In 1981 the economy underwent a period of "readjustment," during which the investment budget for capital construction was sharply reduced. This administrative solution to overinvestment proved ineffective, and later reforms concentrated on economic measures such as tax levies to discourage investment. The issuance of interest-bearing loans instead of grants was also intended to control construction growth. Despite reforms, capital construction continued at a heated pace in 1986. The majority of the new investment was unplanned, coming from loans or enterprises' internal capital.

During the Seventh Five-Year Plan, 925 medium-and large-scale projects were scheduled. The government planned to allocate ¥1.3 trillion for fixed assets, an increase of 70 percent over the Sixth Five-Year Plan. Forty percent of the funds were allocated for new projects, and the remaining 60 percent for renovation or expansion of existing facilities. Some of the projects involved were power-generating stations, coal mines, railroads, ports, airports, and raw-material production centers.

Mining industry

Coal 

In the first half of the twentieth century, coal mining was more developed than most industries. Such major mines as Fushun, Datong, and Kailuan produced substantial quantities of coal for railroads, shipping, and industry. Expansion of coal mining was a major goal of the First Five-Year Plan. The state invested heavily in modern mining equipment and in the development of large, mechanized mines. The longwall mining technique was adopted widely, and output reached 130 million tons in 1957.

During the 1960s and 1970s, investment in large mines and modern equipment lagged, and production fell behind the industry's growth. Much of the output growth during this period came from small local mines. A temporary but serious production setback followed the July 1976 Tangshan earthquake, which severely damaged China's most important coal center, the Kailuan mines. It took two years for production at Kailuan to return to the 1975 level.

In 1987 coal was the country's most important source of primary energy, meeting over 70 percent of total energy demand. The 1984 production level was 789 million tons. More than two-thirds of deposits were bituminous, and a large part of the remainder was anthracite. Approximately 80 percent of the known coal deposits were in the north and northwest, but most of the mines were located in Heilongjiang and east China because of their proximity to the regions of highest demand.

Although China had one of the world's largest coal supplies, there still were shortages in areas of high demand, mainly because of an inadequate transportation infrastructure. The inability to transport domestic coal forced the Chinese to import Australian coal to south China in 1985. The industry also lacked modern equipment and technological expertise. Only 50 percent of tunnelling, extracting, loading, and conveying activities were mechanized, compared with the 95-percent mechanization level found in European nations.

- Your goal -
For each statement below, answer yes or no according to the text above on capital construction and coal mining, and quote the words of the text that decide it. (a) Coal output reached 130 million tons in 1957. (b) Production at Kailuan returned to its 1975 level within one year of the Tangshan earthquake. (c) Most of the known coal deposits were in the south of the country.

Referring expression pointing data:
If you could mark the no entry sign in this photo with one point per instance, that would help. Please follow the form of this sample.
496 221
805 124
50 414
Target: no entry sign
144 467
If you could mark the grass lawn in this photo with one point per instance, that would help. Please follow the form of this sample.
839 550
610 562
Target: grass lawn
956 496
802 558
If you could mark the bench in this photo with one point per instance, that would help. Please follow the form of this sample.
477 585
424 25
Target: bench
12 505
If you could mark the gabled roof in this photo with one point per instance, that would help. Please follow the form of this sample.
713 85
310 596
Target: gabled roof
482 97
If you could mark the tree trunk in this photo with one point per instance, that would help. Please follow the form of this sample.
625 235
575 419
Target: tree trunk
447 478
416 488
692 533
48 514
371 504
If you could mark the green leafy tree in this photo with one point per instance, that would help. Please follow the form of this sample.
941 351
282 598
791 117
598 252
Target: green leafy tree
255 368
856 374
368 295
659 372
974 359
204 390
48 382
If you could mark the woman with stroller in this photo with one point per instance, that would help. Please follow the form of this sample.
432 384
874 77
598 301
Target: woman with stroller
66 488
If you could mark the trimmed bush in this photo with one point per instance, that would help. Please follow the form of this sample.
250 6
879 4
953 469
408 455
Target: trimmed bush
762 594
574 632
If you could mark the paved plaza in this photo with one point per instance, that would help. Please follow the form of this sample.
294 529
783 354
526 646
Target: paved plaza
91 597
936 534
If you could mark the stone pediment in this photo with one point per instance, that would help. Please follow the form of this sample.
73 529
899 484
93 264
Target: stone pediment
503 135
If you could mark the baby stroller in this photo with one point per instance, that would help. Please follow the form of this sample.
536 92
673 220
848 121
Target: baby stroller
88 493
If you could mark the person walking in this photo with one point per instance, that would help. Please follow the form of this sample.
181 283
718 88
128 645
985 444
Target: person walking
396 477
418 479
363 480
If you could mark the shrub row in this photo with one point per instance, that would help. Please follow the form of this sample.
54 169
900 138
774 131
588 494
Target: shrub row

- The completed task -
(a) Yes: "output reached 130 million tons in 1957."
(b) No: "It took two years for production at Kailuan to return to the 1975 level."
(c) No: "Approximately 80 percent of the known coal deposits were in the north and northwest."